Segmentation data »
## Start

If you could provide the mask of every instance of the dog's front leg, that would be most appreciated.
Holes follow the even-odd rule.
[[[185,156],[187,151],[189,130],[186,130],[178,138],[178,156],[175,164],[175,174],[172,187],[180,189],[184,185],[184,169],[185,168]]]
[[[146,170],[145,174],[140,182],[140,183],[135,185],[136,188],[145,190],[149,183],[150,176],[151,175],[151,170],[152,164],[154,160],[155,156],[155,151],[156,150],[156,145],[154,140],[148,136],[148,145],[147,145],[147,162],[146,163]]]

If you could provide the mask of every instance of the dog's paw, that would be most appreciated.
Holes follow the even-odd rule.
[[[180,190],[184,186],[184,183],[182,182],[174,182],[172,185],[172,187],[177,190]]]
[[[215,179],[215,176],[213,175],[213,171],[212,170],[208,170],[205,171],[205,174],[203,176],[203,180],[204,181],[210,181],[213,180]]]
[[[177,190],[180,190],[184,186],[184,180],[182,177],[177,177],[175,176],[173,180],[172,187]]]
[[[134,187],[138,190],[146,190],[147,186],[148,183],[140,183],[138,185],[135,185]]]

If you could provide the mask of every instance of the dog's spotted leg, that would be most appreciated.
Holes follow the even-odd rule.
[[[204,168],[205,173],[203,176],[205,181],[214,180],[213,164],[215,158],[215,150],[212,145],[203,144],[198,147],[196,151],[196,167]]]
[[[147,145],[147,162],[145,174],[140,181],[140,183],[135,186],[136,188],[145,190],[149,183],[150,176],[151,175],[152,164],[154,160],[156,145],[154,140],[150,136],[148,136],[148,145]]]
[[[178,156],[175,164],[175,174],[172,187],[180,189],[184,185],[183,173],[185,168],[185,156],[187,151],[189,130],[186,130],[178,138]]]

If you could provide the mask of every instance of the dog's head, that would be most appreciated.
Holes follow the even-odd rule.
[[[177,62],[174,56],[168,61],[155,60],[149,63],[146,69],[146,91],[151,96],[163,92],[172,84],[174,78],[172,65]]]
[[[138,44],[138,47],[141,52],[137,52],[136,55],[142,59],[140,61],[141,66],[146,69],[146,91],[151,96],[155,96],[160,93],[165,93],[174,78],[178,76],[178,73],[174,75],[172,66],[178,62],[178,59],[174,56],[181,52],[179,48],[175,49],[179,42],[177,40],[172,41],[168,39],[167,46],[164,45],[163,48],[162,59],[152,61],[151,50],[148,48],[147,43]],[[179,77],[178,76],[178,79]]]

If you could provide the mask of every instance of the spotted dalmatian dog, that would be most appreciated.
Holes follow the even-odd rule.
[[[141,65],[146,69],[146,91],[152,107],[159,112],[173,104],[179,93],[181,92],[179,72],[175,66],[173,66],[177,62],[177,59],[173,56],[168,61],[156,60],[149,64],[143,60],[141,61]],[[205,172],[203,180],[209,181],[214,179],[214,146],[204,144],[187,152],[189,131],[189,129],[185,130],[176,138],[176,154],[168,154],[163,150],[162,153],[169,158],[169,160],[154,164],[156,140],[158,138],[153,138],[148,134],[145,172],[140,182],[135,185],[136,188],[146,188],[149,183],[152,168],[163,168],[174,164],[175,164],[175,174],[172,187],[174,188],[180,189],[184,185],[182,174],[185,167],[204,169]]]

## End

From the data above, keep only the lines that contain the word "every" and copy each one unchanged.

If you could provide the mask of every instance of the dog's front leg, that would be most appreciated.
If you could provide the mask of every instance of the dog's paw, that would be most appreciated.
If you could provide the mask of every instance of the dog's spotted leg, that would be most appreciated.
If you could provide the mask of every instance of the dog's head, that would be most appreciated.
If you could provide the mask of every instance of the spotted dalmatian dog, that would be most appreciated.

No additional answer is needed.